What comes back must be the data itself, retyped exactly.

[[ Working data open ]]

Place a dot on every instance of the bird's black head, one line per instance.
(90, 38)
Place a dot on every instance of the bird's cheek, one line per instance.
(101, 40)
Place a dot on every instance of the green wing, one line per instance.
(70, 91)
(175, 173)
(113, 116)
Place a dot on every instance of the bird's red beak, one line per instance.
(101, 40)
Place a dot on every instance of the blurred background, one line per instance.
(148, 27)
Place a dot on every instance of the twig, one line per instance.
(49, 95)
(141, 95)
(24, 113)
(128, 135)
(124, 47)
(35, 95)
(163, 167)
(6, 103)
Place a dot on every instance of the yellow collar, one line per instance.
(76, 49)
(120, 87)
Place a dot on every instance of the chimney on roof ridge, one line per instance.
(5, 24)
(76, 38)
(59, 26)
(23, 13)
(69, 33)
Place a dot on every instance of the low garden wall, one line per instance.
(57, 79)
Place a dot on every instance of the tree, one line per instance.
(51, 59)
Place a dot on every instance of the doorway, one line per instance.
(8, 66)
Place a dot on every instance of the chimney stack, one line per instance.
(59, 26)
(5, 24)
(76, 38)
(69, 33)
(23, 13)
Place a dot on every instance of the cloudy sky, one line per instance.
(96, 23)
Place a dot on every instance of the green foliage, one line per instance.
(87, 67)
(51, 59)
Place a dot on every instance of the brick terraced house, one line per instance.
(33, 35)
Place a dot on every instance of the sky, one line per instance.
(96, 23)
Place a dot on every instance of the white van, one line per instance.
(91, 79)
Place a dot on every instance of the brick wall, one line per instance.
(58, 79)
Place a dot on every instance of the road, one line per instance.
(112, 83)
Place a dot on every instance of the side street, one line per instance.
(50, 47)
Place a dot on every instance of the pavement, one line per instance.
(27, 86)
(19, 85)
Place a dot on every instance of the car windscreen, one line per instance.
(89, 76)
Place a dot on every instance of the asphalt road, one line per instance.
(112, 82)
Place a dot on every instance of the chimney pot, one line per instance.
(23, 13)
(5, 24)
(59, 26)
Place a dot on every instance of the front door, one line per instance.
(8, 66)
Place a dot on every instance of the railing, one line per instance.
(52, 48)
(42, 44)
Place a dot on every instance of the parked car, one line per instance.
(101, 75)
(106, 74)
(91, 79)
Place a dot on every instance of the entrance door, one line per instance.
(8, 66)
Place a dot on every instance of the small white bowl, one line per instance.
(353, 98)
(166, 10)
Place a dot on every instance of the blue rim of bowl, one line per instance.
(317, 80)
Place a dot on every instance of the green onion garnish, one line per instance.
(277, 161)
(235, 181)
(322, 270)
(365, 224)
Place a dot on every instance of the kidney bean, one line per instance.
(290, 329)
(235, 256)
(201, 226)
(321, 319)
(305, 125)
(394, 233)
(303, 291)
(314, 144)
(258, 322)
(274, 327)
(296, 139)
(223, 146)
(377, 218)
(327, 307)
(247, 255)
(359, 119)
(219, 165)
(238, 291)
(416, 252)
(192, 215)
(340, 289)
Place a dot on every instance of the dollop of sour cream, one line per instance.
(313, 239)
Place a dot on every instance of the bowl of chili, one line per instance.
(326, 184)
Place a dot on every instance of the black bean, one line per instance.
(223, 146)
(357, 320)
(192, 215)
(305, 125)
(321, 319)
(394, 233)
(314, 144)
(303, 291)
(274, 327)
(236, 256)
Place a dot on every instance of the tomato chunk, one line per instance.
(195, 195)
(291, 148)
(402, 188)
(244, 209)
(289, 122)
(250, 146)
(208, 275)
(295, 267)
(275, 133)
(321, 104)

[[ Working data closed ]]

▸ **Response to this task**
Place a dot on every instance of the bird's black head, one line per instance.
(90, 38)
Place a dot on every instance of the bird's cheek, one line per instance.
(101, 40)
Place a dot on every instance of the green wing, one line per instance.
(70, 91)
(175, 173)
(113, 116)
Place a dot on every instance of the bird's red beak, one line per instance.
(101, 40)
Place a dot on every instance of the blurred background, one line per instance.
(148, 27)
Place a dot on every instance of the twig, one line per instance.
(49, 95)
(141, 95)
(24, 113)
(128, 135)
(124, 47)
(35, 95)
(163, 167)
(6, 103)
Place a dot on every instance of the yellow collar, one line per instance.
(76, 49)
(120, 87)
Place a dot on every instance of the chimney on roof ridge, one line per instance.
(5, 24)
(76, 38)
(59, 26)
(23, 13)
(69, 33)
Place a dot on every instance of the low garden wall, one line per instance.
(57, 79)
Place a dot on every instance of the tree, one line per instance.
(51, 59)
Place a dot on every instance of the doorway, one line per instance.
(8, 66)
Place a dot on every instance of the chimney stack, one line per instance.
(59, 26)
(5, 24)
(76, 38)
(69, 33)
(23, 13)
Place a dot on every instance of the cloudy sky, one line per instance.
(96, 23)
Place a dot on every instance of the green foliage, one line per instance.
(87, 67)
(51, 59)
Place a dot on every instance of the brick terraced house, one line per instance.
(33, 35)
Place a dot on every instance of the sky, one line per instance.
(96, 23)
Place a dot on every instance of the white van, one line per instance.
(91, 79)
Place a dot on every instance of the brick wall, one line per instance.
(58, 79)
Place a dot on every instance of the road, one line per instance.
(112, 83)
Place a dot on every instance of the side street, one line per instance.
(50, 47)
Place a dot on every instance of the pavement, one line per instance.
(27, 86)
(19, 85)
Place a dot on every instance of the car windscreen, one line per instance.
(89, 76)
Place a dot on every instance of the asphalt road, one line per instance.
(112, 82)
Place a dot on every instance of the chimney pot, one line per instance.
(23, 13)
(5, 24)
(59, 26)
Place a dot on every instance of the front door, one line per instance.
(8, 66)
Place a dot on every instance of the railing, one line per instance.
(52, 48)
(42, 44)
Place a dot on every instance of the parked car, one line per instance.
(101, 75)
(106, 74)
(91, 79)
Place a dot on every instance of the entrance door, one line per instance.
(8, 66)
Place a dot on every instance of the small white bowl, one line per instance.
(353, 98)
(166, 10)
Place a dot on every instance of the blue rim of bowl, one line per instance.
(317, 80)
Place a dot on every instance of the green onion garnish, one line per instance.
(277, 161)
(235, 181)
(322, 270)
(365, 224)
Place a dot on every instance of the kidney bean, one line per instance.
(290, 329)
(235, 256)
(201, 226)
(321, 319)
(305, 125)
(394, 233)
(303, 291)
(314, 144)
(258, 322)
(274, 327)
(296, 139)
(223, 146)
(377, 218)
(327, 307)
(247, 255)
(359, 119)
(219, 165)
(238, 291)
(416, 252)
(192, 215)
(340, 289)
Place a dot on every instance of the dollop of sour cream, one line per instance.
(313, 239)
Place a dot on every instance of the bowl of chili, one line per instance.
(326, 184)
Place a dot on every instance of the black bean, one line per instance.
(223, 146)
(357, 320)
(192, 215)
(305, 125)
(321, 319)
(394, 233)
(314, 144)
(303, 291)
(274, 327)
(236, 256)
Place a dot on every instance of the tomato chunk, one line per instance.
(195, 195)
(291, 148)
(402, 188)
(244, 209)
(289, 122)
(250, 146)
(208, 275)
(295, 267)
(275, 133)
(321, 104)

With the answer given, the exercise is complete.